• [Da svolgere]
**A)** Nel brano su Totò, quale personaggio interpreta l'attore nel film del 1945 Il ratto delle Sabine?
**B)** Prosegui il brano su Totò a partire dall'ultima frase riportata.

• [Estratto del documento]
Totò è l’Italia, certo, ma è soprattutto Napoli. Eduardo De Filippo, altro mostro sacro partenopeo e compagno artistico di Totò, scriveva: “Napule è ‘nu paese curioso: è ‘nu teatro antico, sempre apierto. Ce nasce gente ca senza cuncierto, scenne p’ ‘e strate e sape recita’”. Ecco, l’arte di Totò, l’arte della maschera di Totò, della Commedia dell’Arte, di Felice Sciosciammocca, di Viviani, di Di Giacomo, dei lazzi e dei canovacci è tutta qui. Non a caso gli esordi in teatro si recitavano a soggetto, puntando sull’improvvisazione. Quando veste i panni di Aristide Tromboni, direttore dell’omonima compagnia di guitti nel film del 1945 Il ratto delle Sabine, Totò rende forse il suo più grande omaggio ai comici dell’arte e al teatro di rivista dal quale stava per prendere congedo per dedicarsi appieno alla Settima Arte.

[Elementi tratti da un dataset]

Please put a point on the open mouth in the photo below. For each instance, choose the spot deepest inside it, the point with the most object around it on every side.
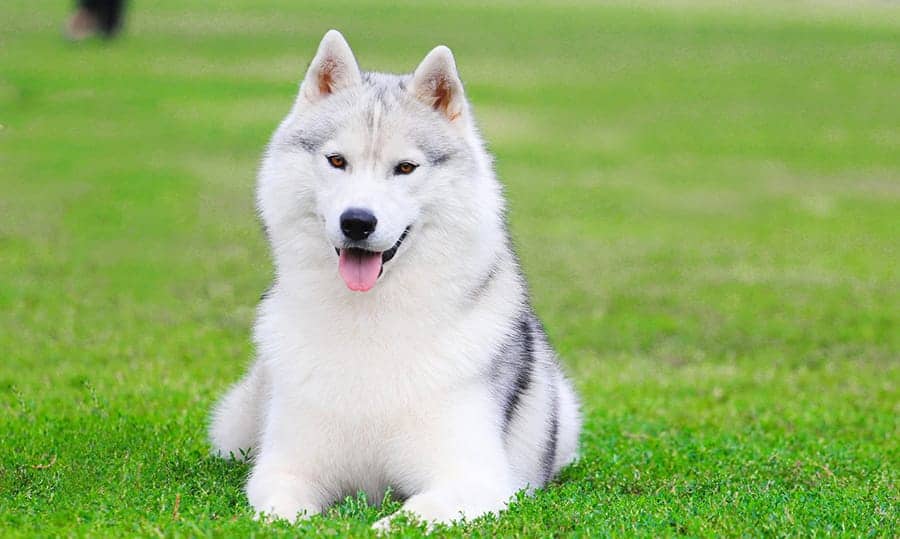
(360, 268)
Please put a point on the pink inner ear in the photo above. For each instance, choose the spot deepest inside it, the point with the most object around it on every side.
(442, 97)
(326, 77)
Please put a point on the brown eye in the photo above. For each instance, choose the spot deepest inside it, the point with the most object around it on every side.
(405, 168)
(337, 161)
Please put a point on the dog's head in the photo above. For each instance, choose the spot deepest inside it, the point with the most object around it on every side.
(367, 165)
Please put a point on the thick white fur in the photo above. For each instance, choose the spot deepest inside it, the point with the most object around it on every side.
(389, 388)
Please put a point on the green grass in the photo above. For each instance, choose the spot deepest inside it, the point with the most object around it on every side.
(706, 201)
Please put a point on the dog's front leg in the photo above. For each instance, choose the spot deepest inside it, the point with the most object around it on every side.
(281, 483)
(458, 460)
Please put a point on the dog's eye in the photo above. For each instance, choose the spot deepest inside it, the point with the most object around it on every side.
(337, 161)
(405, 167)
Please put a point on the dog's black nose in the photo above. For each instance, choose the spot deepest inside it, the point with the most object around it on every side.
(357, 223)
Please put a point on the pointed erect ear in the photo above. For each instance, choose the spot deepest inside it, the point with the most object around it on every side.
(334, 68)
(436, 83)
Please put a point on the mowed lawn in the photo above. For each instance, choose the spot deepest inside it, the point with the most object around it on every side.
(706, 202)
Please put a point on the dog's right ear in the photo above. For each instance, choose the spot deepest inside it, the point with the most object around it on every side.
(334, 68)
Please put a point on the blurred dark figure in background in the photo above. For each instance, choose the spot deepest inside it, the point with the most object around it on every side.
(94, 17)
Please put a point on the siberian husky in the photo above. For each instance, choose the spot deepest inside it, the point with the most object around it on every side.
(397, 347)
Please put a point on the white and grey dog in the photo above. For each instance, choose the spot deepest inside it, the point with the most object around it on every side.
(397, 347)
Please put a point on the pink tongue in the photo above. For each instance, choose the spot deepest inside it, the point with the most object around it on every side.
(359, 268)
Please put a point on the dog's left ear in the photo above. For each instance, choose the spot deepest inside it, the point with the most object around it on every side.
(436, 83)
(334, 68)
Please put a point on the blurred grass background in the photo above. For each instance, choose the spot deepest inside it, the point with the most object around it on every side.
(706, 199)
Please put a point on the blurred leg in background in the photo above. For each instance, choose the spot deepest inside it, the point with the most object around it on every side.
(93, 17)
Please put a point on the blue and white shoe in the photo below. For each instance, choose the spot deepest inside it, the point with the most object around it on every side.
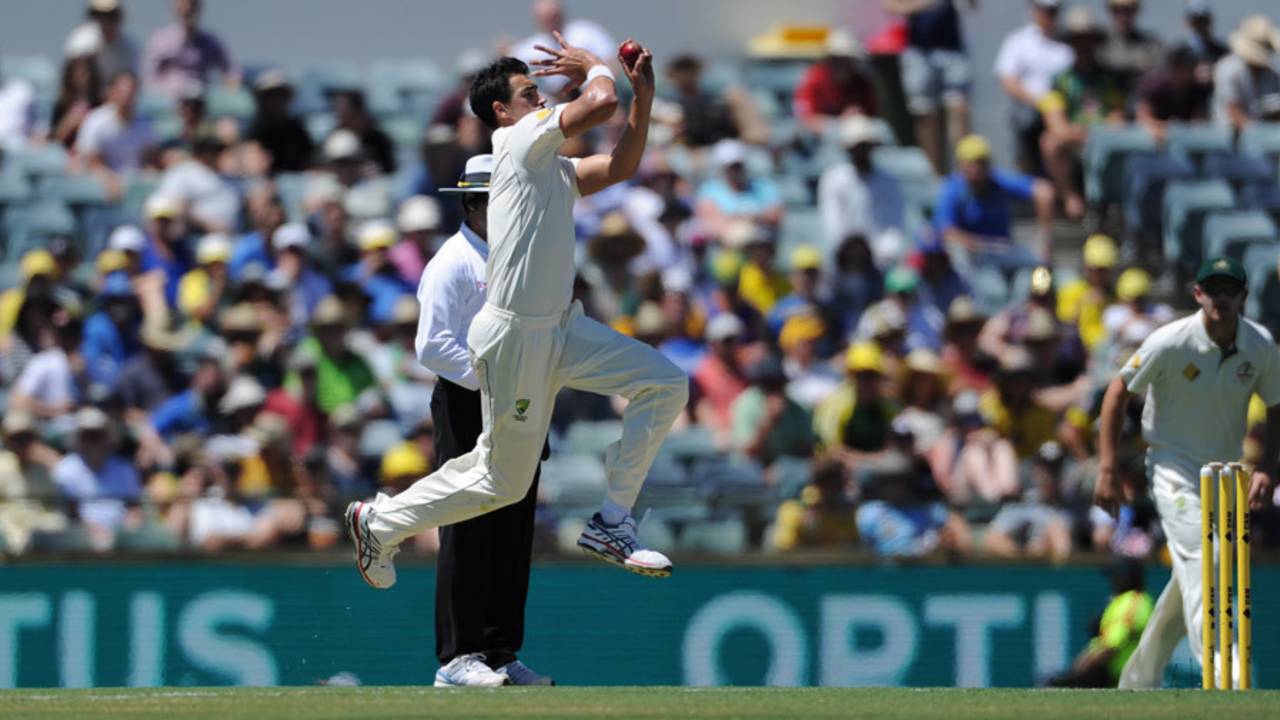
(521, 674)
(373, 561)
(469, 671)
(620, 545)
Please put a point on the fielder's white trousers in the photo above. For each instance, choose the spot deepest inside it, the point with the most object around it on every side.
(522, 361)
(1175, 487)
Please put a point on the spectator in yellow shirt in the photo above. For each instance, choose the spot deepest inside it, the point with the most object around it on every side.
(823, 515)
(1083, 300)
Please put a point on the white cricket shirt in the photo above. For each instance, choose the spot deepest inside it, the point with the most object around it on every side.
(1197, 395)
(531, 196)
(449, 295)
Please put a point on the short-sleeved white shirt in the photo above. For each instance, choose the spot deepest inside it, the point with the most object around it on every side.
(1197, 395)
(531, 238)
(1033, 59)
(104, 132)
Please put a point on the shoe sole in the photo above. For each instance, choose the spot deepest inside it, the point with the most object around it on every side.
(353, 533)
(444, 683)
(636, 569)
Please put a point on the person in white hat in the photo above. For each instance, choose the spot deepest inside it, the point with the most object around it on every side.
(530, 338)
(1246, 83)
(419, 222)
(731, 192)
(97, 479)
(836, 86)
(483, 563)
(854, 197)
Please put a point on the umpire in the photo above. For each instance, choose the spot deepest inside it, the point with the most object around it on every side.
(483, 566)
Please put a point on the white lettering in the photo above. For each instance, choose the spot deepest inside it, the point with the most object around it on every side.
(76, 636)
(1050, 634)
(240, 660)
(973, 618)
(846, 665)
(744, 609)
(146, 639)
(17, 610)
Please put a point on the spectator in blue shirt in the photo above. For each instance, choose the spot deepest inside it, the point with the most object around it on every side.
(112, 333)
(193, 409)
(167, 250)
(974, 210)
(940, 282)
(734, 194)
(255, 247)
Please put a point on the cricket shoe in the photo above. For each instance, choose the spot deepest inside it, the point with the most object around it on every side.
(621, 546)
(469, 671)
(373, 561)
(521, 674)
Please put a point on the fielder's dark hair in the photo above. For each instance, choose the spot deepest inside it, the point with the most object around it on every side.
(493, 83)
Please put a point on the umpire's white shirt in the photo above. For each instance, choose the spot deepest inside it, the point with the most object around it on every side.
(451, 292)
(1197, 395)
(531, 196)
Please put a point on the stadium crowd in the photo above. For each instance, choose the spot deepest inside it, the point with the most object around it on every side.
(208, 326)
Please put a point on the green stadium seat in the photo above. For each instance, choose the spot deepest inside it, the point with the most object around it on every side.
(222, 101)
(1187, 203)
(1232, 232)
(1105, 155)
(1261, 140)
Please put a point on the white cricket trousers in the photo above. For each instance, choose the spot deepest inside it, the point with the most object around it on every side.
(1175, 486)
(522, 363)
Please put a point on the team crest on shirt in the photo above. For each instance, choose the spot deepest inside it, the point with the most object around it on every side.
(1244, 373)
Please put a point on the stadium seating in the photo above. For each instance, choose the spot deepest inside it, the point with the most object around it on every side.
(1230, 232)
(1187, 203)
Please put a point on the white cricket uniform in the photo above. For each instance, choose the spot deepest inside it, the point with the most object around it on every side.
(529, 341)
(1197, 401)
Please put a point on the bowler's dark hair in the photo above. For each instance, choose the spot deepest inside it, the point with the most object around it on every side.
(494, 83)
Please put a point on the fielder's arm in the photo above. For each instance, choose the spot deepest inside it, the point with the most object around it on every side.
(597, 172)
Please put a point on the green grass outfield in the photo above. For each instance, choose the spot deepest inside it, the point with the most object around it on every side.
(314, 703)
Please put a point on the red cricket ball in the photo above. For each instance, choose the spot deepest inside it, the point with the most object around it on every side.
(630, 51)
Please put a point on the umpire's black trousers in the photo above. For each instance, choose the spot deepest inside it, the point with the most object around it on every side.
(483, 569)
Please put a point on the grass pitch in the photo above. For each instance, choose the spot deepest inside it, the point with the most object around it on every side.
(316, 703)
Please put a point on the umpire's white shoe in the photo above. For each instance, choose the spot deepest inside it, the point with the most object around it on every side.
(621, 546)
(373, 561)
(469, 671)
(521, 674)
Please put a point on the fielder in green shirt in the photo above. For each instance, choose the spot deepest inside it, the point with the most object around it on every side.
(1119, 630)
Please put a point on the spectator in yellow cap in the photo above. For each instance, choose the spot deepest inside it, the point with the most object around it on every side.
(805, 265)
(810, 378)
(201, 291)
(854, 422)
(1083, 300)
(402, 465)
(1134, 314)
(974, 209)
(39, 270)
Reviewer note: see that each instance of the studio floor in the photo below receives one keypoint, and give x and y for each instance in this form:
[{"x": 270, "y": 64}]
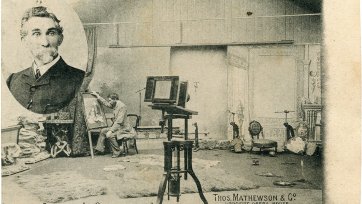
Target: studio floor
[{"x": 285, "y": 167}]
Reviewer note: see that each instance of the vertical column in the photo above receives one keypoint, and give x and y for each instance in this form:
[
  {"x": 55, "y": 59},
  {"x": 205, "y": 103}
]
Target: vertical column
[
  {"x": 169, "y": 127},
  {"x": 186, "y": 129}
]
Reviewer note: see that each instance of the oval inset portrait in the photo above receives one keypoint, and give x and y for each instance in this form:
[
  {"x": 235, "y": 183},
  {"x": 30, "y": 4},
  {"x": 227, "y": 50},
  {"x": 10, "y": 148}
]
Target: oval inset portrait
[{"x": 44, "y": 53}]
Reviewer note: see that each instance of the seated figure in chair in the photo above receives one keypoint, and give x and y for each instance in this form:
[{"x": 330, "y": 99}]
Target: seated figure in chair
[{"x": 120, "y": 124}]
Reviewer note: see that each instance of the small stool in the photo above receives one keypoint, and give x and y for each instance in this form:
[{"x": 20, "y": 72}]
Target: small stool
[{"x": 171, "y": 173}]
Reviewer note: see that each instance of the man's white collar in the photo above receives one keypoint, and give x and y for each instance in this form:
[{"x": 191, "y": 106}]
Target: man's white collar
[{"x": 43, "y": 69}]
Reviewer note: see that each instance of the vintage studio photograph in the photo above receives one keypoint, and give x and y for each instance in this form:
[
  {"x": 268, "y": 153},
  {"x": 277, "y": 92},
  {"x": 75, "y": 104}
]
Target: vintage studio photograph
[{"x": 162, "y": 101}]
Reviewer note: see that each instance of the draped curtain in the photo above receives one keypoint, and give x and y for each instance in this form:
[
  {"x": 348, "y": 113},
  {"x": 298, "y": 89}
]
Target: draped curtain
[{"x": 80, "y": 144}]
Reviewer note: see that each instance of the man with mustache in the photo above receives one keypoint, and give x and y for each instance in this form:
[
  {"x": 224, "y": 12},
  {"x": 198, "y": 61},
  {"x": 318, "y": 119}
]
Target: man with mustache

• [Risposte]
**A)** Aristide Tromboni, direttore dell'omonima compagnia di guitti.

**B)**
Ma l’abitudine di mettere a nudo i mali e i vizi dell’italiano, che ieri sfilava nei sabati fascisti e oggi è un semplice signor nessuno, Totò l’ha inaugurata già tra le due Guerre, negli spettacoli di Galdieri. La denuncia è servita. Il Pinocchio-Mussolini di Salomè (1944) si rivolge così a Salomè-Italia, confessando il suo affetto con rime d’altri tempi: “Se mi volevi bene in quei momenti, non mi dovevi fare monumenti; la cartolina rossa di adunata dovevi rimandarmela stracciata; quand’io pontificavo dal balcone, dovevi farmi almeno un pernacchione”. I personaggi portati alla ribalta dall’attore hanno alle spalle secoli di invenzioni, gesti e trucchi nati con la Commedia dell’Arte nel Rinascimento con uno scopo: contrastare la fame.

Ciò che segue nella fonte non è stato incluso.